ФРАГМЕНТ ТЕКСТА>

====================

II. Предпосылки эпохи Возрождения

Именно здесь в культуру возвращается забытая со времен античности личность со всеми ее правами и достоинствами. Здесь, в отличие от раннего европейского эпоса, вновь появится авторская позиция и в этических оценках тех или иных деяний персонажей, и в эстетическом восторге или негодовании каждого из названных поэтов, наконец, можно будет говорить о самом главном, самом интересном в нашем деле - о языке, стиле, явно различающемся, например, в песнях Фогельвейде и повести Гартмана, или во французской легкоироничной музе Кретьена и немецкой вдумчивой аккуратности Эшенбаха.

====================

(Записи)
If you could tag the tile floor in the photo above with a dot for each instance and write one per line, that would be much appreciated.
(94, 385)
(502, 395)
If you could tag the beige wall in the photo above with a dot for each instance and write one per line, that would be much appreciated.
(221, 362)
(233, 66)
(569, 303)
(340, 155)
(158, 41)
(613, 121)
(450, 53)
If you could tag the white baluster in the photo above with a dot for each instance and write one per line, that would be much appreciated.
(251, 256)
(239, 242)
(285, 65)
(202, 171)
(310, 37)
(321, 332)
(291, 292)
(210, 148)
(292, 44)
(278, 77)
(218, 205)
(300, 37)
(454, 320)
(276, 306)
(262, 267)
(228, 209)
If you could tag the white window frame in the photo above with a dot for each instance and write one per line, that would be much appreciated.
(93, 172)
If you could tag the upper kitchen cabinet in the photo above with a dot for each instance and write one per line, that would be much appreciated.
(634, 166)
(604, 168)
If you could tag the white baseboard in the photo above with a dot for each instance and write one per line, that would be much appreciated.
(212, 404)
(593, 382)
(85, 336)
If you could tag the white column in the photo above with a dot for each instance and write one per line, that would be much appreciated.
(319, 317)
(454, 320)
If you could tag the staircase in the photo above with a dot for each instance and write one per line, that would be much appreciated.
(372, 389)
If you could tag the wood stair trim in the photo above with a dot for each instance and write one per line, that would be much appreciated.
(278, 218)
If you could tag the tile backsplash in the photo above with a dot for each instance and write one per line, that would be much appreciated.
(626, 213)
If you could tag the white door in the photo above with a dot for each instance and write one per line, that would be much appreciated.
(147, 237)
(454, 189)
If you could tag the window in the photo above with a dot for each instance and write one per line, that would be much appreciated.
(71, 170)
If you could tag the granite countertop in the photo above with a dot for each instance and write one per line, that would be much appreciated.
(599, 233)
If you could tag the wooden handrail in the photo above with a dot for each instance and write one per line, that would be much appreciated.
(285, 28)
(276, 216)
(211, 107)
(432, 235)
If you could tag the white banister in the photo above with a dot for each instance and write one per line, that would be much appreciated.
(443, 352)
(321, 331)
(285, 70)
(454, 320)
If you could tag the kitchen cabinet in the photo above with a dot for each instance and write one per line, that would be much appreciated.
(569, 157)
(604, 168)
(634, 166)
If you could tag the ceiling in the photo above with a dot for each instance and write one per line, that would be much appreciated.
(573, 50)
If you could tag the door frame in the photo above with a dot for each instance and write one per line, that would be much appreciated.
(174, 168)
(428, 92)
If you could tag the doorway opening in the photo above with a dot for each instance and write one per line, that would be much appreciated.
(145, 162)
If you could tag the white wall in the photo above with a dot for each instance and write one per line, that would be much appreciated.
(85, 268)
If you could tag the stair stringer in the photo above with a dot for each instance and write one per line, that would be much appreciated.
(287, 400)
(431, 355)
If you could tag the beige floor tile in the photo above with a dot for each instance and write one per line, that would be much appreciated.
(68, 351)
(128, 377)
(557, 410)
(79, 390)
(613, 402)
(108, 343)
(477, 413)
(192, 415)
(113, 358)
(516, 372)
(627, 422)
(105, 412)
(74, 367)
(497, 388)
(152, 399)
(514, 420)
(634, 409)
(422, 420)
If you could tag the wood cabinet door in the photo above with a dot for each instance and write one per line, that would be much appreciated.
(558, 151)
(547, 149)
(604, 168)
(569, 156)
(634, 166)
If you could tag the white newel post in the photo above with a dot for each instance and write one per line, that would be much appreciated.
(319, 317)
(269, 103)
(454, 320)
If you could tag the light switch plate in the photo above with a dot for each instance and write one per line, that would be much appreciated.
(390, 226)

====================

ЗАДАНИЯ>
[a] Соберите из записей все строки, где встречается слово «wall».
[b] Допишите следующую часть фрагмента о предпосылках эпохи Возрождения, начав сразу после его последнего предложения.

ОТВЕТЫ К ЗАДАНИЯМ>
[a]
If you could tag the beige wall in the photo above with a dot for each instance and write one per line, that would be much appreciated.
If you could tag the white wall in the photo above with a dot for each instance and write one per line, that would be much appreciated.

[b]
Но это литература. А как же быть, например, с зодчеством? Ясно ведь, что строительство храмов посвящено и обращено к Богу коллективными усилиями, усилиями народными. Так. Эти хрупкие, но прочные, устремленные ввысь стрелы, лестницы из камня, действительно, служили некими посланиями человечества Богу. (Оговорюсь: ХХ век, пересмотревший многое, иначе увидел и готические храмы. О. Мандельштам, например, сравнил их со стрелами, колющими небо, задевающими Бога за живое. Но то век ХХ, а мы пока далеко от него). Но я не зря сказал "лестницы". По ним каждый мог устремиться к небу. Еще они похожи на поднятую ввысь руку. И так может молиться человек. Так молились, например, Зевсу древние греки. Но так может молиться уже человек, пусть и не вышедший еще из "мы", но уже осознающий себя как "я". Долгий путь, отделяющий западноевропейское человечество от формулы "это мы, Господи" до формулы "это я, Господи", несмотря ни на какие грядущие откаты, пройден. Человек осознал себя личностью. Кто-то же ведь задумывал и проектировал эти лестницы в небо, эти соборы, кто-то, совершенно точно знавший: "Это я - тебе, Господи!"

И человек, так и держа поднятую руку к небу, лицом обернулся к тому, что тысячелетие отвергалось на всех официальных уровнях, объявлялось демонизмом и бесовщиной, обернулся и сказал: "Господи! Красота-то какая была! И не вся погибла! Посмотри, Отец небесный, ее еще можно возродить!" И показалось ему, что Бог спросил: "А ты готов к этому?" "Готов", - ответил человек.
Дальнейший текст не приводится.